-- SOURCE RECORDS --
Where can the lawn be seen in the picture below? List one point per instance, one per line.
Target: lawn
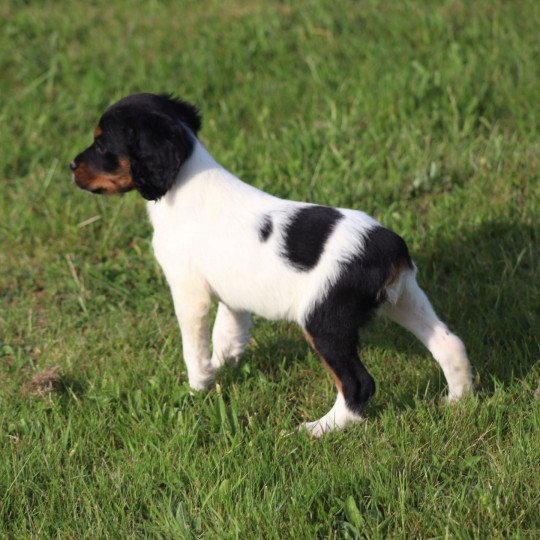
(423, 114)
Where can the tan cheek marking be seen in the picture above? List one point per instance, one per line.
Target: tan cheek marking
(325, 363)
(117, 182)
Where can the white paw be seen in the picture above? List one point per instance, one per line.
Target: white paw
(315, 429)
(219, 360)
(201, 383)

-- WORK TASK --
An exact copy of all the records, free of pictures, is the expected answer.

-- EXERCISE RESPONSE --
Where can the lawn be seen in the picture below? List one point per instance, one per line.
Target: lawn
(423, 114)
Where can the tan cheek marking be seen in the picture above? List one point per instance, one per line.
Target: tan cheek marking
(325, 363)
(117, 182)
Where can the white paw be seen in the picture above? List one point per instance, one per line.
Target: white paw
(315, 429)
(219, 360)
(201, 383)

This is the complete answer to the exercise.